═══ DATASET RECORDS ═══

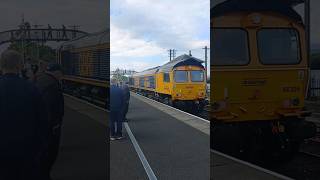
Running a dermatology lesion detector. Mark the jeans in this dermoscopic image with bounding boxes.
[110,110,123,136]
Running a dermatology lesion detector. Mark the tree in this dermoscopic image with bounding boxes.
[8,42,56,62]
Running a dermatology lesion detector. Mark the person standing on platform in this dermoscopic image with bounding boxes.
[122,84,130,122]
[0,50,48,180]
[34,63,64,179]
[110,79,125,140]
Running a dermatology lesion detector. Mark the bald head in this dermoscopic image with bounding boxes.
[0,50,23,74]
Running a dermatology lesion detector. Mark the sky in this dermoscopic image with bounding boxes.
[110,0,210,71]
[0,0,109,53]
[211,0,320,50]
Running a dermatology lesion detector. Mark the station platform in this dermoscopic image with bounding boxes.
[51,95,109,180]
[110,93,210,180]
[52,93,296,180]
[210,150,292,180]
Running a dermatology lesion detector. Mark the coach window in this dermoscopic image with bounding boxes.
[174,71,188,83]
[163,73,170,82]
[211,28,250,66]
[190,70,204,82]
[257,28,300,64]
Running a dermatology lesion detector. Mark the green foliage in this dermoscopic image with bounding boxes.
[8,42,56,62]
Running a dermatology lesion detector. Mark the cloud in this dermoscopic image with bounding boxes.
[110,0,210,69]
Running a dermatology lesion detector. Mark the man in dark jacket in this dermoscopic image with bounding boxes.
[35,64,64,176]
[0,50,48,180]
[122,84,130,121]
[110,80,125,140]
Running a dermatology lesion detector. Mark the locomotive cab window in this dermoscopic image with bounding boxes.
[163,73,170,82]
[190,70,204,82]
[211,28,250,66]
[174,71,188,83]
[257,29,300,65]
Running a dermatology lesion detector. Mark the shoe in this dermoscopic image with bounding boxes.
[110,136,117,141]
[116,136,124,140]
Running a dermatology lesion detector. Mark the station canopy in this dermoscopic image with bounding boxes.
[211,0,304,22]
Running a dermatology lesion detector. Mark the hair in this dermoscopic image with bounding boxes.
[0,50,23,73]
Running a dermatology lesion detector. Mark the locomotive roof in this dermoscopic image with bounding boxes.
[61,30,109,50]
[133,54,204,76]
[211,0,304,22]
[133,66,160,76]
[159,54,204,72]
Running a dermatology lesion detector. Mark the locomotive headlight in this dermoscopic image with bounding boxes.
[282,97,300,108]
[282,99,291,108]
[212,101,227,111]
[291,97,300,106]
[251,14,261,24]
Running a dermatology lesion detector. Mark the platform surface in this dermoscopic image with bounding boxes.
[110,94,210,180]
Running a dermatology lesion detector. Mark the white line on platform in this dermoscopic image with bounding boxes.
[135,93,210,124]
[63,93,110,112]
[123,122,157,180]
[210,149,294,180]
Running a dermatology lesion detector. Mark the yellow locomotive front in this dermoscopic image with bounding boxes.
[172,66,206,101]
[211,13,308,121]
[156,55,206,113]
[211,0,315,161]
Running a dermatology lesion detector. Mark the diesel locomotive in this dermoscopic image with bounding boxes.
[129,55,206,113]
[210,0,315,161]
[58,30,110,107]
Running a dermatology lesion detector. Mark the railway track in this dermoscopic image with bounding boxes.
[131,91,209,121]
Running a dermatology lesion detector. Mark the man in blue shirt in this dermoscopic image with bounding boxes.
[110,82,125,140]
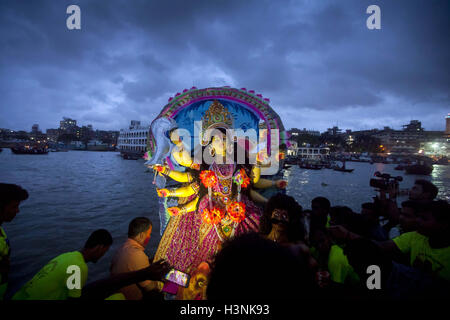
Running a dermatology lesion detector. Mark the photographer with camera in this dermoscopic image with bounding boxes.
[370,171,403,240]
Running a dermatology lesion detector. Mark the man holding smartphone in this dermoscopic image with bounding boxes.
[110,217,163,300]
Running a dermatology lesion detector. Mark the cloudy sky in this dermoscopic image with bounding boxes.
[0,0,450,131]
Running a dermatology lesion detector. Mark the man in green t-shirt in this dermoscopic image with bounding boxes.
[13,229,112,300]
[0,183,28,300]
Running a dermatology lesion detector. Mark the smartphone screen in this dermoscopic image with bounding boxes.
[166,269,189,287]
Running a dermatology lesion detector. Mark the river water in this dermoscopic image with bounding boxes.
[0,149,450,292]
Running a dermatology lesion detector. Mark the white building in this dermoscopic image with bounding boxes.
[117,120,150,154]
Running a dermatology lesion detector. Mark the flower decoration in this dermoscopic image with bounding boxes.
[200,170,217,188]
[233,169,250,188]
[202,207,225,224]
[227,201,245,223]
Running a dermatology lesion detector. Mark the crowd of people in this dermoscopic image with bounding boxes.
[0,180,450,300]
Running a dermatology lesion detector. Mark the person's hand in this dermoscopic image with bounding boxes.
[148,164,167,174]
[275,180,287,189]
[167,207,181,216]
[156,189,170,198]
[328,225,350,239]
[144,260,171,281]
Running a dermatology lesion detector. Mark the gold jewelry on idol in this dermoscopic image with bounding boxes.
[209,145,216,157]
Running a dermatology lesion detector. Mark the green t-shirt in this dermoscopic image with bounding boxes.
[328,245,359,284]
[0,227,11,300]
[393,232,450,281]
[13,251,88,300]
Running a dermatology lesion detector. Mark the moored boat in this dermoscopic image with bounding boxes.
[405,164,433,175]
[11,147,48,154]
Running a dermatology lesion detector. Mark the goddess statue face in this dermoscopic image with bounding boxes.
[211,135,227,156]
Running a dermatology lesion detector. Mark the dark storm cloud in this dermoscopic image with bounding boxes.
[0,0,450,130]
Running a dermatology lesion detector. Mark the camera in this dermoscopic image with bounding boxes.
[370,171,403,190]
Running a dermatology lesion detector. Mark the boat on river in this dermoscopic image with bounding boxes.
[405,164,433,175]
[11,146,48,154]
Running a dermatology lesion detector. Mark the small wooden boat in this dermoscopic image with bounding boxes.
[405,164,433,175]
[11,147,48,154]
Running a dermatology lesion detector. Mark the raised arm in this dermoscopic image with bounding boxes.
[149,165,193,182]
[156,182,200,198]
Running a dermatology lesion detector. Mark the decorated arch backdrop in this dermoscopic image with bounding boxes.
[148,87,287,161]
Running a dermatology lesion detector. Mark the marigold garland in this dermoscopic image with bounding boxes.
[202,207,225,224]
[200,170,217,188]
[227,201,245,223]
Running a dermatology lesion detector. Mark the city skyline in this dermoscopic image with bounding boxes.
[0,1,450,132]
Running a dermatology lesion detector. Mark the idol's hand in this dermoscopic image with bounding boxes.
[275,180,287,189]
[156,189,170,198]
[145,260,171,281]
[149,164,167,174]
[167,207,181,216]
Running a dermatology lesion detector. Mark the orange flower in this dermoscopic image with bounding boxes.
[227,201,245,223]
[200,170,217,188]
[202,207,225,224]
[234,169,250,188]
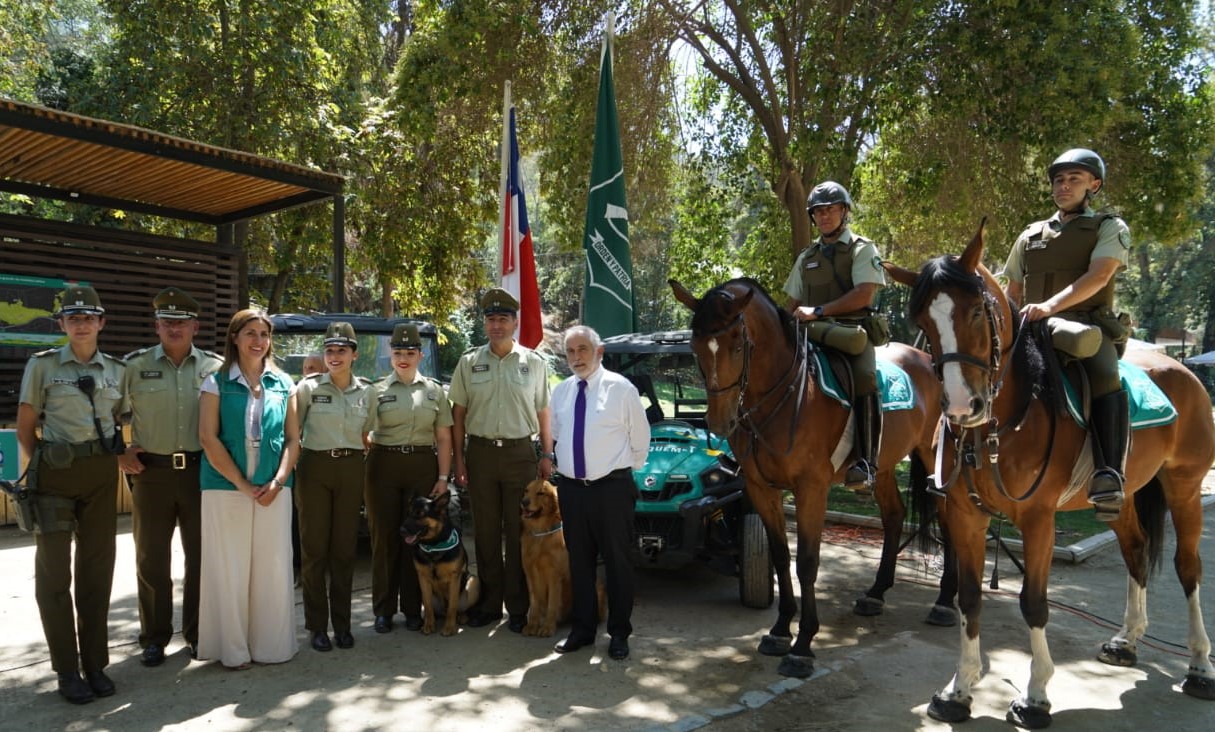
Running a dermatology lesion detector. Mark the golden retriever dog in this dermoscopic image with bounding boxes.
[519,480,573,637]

═══
═══ DATASET RECORDS ═══

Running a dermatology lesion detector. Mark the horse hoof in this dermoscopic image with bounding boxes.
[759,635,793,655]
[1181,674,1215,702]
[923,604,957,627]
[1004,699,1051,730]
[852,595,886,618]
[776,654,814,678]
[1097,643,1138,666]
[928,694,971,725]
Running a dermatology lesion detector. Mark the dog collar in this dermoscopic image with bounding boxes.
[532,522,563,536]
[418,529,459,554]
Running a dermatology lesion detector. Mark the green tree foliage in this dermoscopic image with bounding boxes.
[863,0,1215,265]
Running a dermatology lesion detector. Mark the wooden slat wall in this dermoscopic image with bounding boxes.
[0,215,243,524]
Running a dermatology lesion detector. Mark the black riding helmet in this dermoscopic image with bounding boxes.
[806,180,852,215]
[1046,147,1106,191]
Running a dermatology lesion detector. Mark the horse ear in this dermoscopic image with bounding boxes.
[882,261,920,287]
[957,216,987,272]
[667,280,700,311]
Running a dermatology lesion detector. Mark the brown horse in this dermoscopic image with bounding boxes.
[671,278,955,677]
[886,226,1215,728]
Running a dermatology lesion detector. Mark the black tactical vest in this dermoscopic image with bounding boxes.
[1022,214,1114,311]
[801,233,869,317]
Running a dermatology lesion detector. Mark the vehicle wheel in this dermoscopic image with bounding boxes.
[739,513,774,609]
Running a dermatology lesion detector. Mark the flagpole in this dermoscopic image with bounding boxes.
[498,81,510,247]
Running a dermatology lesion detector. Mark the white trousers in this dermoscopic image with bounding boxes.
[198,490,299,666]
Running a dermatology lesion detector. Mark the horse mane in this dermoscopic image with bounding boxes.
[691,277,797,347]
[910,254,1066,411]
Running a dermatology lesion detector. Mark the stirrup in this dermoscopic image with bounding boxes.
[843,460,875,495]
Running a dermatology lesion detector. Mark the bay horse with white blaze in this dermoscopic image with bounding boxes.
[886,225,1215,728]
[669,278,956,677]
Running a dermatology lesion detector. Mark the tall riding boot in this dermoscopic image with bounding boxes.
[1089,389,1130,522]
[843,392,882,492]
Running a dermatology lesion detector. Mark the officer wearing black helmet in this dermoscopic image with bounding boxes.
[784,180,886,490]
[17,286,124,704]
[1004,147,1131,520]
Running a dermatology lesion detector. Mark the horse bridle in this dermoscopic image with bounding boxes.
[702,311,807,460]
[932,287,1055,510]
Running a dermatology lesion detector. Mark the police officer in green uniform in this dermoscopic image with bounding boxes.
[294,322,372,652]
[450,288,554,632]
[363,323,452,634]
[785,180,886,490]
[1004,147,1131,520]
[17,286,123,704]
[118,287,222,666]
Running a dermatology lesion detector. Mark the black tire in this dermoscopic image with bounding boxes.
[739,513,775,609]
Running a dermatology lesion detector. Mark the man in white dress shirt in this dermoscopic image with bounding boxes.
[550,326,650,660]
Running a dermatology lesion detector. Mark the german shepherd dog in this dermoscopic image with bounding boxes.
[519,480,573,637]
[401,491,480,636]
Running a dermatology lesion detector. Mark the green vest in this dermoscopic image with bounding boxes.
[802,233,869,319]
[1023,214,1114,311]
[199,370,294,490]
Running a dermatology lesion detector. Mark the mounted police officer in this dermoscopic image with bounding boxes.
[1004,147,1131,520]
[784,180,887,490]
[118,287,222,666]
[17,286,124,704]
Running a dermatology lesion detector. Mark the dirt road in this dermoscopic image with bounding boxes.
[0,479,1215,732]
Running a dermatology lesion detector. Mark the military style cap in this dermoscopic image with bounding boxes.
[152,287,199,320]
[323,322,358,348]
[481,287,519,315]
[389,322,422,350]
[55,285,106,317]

═══

> [TO DO]:
Pick out each line in the records above that contains the word "dark".

> [TASK SOLUTION]:
Running a dermatology lesion detector. Mark the man in dark jacket in this dermoscopic image with bounding boxes.
Running a dermatology lesion detector. Mark the dark storm cloud in this dermoscopic image with bounding boxes.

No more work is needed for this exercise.